---------- Dataset extract ----------

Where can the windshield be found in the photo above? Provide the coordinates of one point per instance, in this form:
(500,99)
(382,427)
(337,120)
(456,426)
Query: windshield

----------

=== Instructions for the task ===
Rewrite the listing with "windscreen" in place of each "windshield" and everything else unchanged.

=== Final result ===
Where can the windscreen be found in the photo above? Provide the coordinates of one point per instance, in this form:
(500,99)
(382,427)
(337,120)
(456,426)
Query: windscreen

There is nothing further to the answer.